-- THE REQUEST --
Duplicate the following entries line for line, with no changes.

[Entries on locating named things]
------------------------------

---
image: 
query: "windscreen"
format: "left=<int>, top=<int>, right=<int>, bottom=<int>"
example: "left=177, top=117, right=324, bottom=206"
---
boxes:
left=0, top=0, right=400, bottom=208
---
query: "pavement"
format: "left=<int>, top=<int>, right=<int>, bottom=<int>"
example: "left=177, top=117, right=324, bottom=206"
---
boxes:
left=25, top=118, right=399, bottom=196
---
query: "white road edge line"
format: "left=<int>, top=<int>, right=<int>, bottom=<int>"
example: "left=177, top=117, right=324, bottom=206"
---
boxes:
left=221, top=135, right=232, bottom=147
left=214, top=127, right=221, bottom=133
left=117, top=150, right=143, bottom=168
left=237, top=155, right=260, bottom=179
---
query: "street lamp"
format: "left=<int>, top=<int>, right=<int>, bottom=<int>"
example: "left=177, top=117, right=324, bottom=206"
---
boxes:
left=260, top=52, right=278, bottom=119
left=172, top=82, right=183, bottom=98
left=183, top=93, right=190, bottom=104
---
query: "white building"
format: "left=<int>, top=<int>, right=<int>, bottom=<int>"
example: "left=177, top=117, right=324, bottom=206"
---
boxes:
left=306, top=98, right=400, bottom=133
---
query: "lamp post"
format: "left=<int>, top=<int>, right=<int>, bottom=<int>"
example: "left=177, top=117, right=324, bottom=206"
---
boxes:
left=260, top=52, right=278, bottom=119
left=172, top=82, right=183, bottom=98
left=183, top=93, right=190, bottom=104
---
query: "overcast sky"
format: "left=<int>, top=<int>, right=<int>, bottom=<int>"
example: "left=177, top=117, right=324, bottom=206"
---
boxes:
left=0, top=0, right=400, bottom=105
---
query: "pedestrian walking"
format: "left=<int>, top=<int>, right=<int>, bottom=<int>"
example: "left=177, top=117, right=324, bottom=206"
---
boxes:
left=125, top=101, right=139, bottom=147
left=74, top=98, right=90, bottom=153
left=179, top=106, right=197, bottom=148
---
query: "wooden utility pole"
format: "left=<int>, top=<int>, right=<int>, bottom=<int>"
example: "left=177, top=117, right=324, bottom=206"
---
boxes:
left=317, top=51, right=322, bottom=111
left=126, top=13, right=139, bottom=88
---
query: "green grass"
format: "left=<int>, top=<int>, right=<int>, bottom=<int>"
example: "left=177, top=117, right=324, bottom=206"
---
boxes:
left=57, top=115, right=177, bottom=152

------------------------------

-- REPLY --
---
image: 
query: "windscreen"
format: "left=<int>, top=<int>, right=<int>, bottom=<int>"
example: "left=177, top=117, right=324, bottom=206"
---
boxes:
left=0, top=0, right=400, bottom=208
---
query: "pavement"
format: "left=<int>, top=<int>, right=<int>, bottom=<int>"
example: "left=177, top=117, right=324, bottom=206"
---
boxes:
left=25, top=118, right=399, bottom=196
---
query: "white road edge line"
format: "left=<int>, top=<int>, right=<int>, bottom=<int>"
example: "left=177, top=117, right=324, bottom=206"
---
boxes:
left=221, top=135, right=232, bottom=147
left=214, top=127, right=221, bottom=133
left=117, top=150, right=143, bottom=168
left=237, top=155, right=260, bottom=179
---
query: "street lamp"
format: "left=<int>, top=<int>, right=<int>, bottom=<int>"
example: "left=177, top=117, right=324, bottom=206"
---
boxes:
left=260, top=52, right=278, bottom=119
left=172, top=82, right=183, bottom=98
left=183, top=93, right=190, bottom=104
---
query: "white building"
format: "left=<int>, top=<int>, right=<int>, bottom=<int>"
example: "left=177, top=117, right=324, bottom=206"
---
boxes:
left=306, top=98, right=400, bottom=133
---
query: "lamp post"
format: "left=<int>, top=<int>, right=<int>, bottom=<int>"
example: "left=177, top=117, right=324, bottom=206"
---
boxes:
left=260, top=52, right=278, bottom=119
left=172, top=82, right=183, bottom=98
left=183, top=93, right=190, bottom=104
---
query: "overcast sky"
format: "left=<int>, top=<int>, right=<int>, bottom=<int>"
example: "left=177, top=117, right=324, bottom=206"
---
boxes:
left=0, top=0, right=400, bottom=105
---
query: "pedestrian walking"
format: "left=<int>, top=<int>, right=<int>, bottom=<int>"
example: "left=177, top=117, right=324, bottom=206"
---
boxes:
left=125, top=101, right=139, bottom=147
left=74, top=98, right=90, bottom=153
left=179, top=106, right=197, bottom=148
---
query: "wooden utility pole"
format: "left=<int>, top=<int>, right=<int>, bottom=<int>"
example: "left=177, top=117, right=324, bottom=206"
---
boxes:
left=317, top=51, right=322, bottom=111
left=126, top=13, right=139, bottom=88
---
query: "green grass"
format: "left=<int>, top=<int>, right=<int>, bottom=<int>"
example: "left=177, top=117, right=324, bottom=206"
---
boxes:
left=57, top=115, right=177, bottom=152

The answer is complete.